TASK BRIEF: Pull out every line of the rows below that contains the word "snow", and copy each one unchanged.

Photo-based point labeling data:

☆ ☆ ☆ ☆ ☆ ☆ ☆

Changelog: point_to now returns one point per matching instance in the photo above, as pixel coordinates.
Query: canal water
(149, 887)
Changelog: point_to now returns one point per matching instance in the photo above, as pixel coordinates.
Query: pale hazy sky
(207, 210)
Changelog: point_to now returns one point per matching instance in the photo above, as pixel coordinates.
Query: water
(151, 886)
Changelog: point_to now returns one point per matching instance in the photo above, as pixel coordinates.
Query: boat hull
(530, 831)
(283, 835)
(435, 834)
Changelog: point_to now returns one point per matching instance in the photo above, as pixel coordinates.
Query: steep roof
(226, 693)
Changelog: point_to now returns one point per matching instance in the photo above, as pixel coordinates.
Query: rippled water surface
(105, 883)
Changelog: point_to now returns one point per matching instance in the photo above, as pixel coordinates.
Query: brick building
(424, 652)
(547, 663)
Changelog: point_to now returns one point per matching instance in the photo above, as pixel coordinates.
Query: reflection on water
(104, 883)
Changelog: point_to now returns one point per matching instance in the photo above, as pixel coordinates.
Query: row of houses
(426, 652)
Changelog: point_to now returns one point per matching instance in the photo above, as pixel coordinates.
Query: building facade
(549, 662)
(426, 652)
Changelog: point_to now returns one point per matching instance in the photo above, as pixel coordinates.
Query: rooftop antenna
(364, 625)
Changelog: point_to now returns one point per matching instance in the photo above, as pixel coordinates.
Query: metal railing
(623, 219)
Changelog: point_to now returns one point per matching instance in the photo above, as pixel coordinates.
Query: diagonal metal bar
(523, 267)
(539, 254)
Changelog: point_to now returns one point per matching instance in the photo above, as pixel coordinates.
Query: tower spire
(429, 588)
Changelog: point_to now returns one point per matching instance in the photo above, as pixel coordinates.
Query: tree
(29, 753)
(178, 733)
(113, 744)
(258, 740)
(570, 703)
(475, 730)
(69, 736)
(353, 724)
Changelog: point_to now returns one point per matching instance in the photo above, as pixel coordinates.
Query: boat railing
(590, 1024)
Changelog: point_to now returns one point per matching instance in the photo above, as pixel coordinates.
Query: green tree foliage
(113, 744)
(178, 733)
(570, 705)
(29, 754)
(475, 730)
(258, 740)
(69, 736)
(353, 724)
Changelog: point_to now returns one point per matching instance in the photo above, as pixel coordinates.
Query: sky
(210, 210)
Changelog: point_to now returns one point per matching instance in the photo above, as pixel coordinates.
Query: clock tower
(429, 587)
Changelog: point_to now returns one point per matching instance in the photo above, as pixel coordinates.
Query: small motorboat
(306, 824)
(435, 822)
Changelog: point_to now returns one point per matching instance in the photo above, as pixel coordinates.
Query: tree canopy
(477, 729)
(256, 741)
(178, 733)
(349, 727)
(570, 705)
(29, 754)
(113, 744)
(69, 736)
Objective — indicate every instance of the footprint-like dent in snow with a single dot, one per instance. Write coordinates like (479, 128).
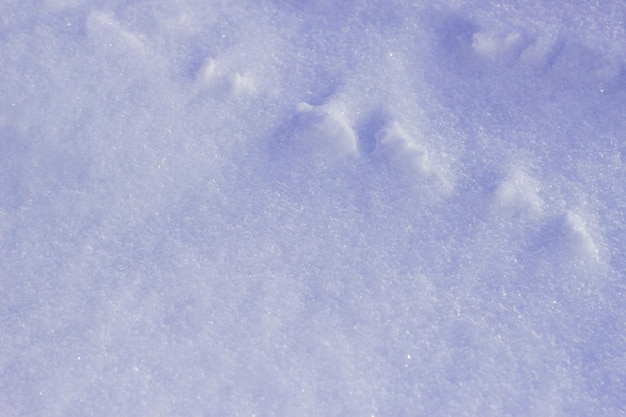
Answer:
(578, 237)
(519, 191)
(214, 76)
(412, 157)
(324, 133)
(493, 45)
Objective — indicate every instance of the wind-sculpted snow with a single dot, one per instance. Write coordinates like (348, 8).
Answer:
(285, 208)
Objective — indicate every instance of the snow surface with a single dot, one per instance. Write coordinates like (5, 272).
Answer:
(312, 208)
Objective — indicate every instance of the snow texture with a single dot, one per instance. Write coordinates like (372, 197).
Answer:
(312, 208)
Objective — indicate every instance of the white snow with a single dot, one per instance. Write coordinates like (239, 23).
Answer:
(264, 208)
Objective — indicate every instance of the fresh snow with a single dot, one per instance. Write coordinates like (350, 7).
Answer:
(284, 208)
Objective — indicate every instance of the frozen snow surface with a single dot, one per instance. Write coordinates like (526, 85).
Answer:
(312, 208)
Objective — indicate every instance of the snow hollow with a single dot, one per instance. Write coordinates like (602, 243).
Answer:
(312, 208)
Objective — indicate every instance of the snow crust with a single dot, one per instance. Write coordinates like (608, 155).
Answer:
(311, 208)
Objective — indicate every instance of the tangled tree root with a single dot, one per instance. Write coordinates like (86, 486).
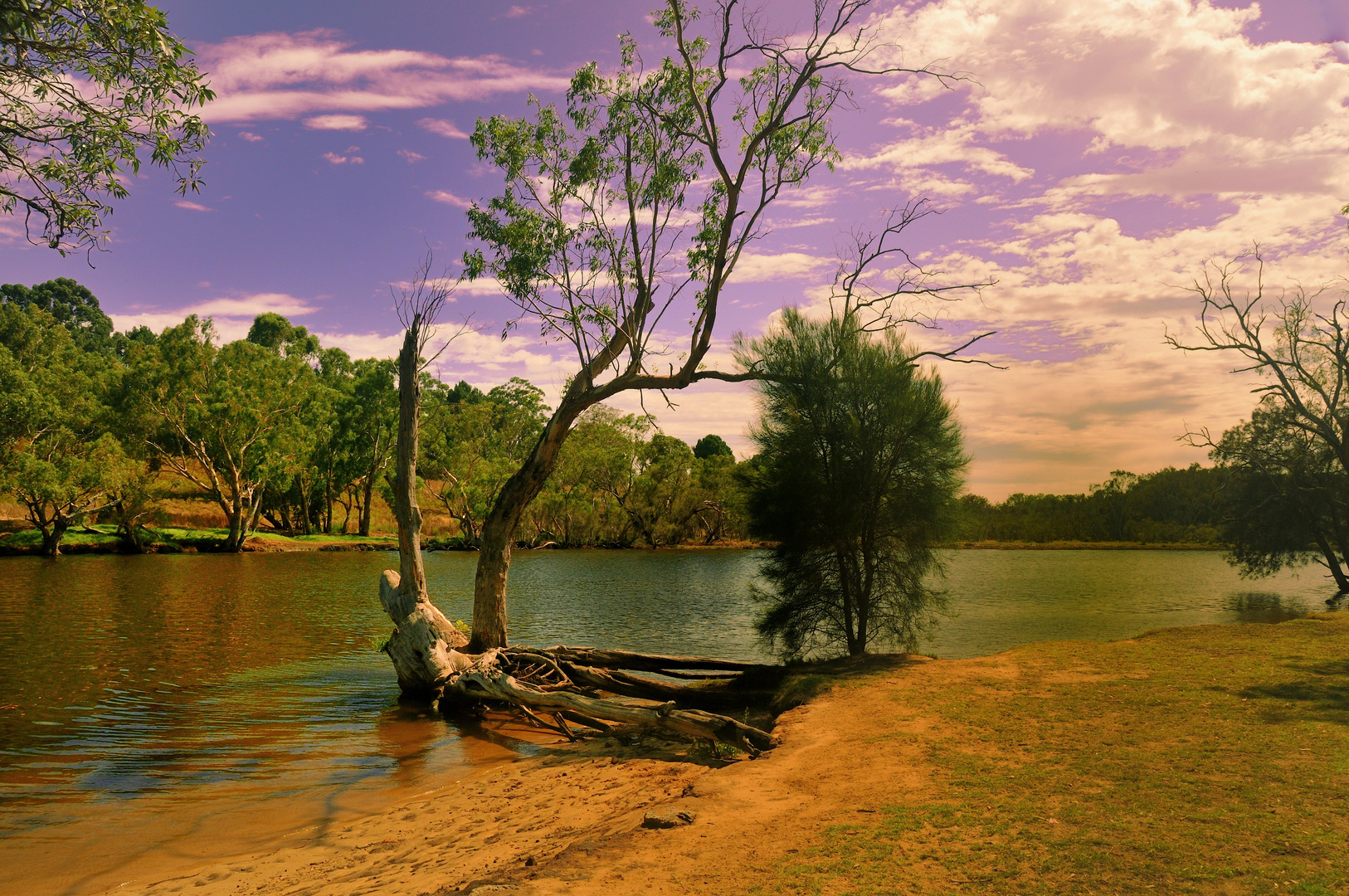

☆ ☆ ☆ ☆ ☆ ☆ ☆

RESULT OF THIS EXERCISE:
Objective — indicate every instance of the footprint-like dent in snow with a single dot, one per instance. Write coordinates like (479, 128).
Objective — indicate every instance of the wind-sculpted snow with a single dot, one per instance. Write coordinates like (348, 8).
Objective — indicate every instance of the snow surface with a single dot, one per instance. Write coordinates like (5, 272).
Objective — indicate every instance of the snow texture with a single dot, one per instance. Write coordinates like (372, 197).
Objective — indicate every instance of the white snow with a single dot, one per instance. Write coordinates like (239, 23).
Objective — indicate every instance of the fresh snow with a single dot, one per instance. Write coordinates like (350, 7).
Objective — indicate every instance of the frozen snow surface with a single dot, one per instance. Write coordinates like (526, 85).
Objective — indicate every instance of the snow hollow with a single dot, one per instance. Write coordinates like (602, 243).
Objective — indicate every instance of the snow crust with a single dot, one per instance. Write coordinates like (608, 155).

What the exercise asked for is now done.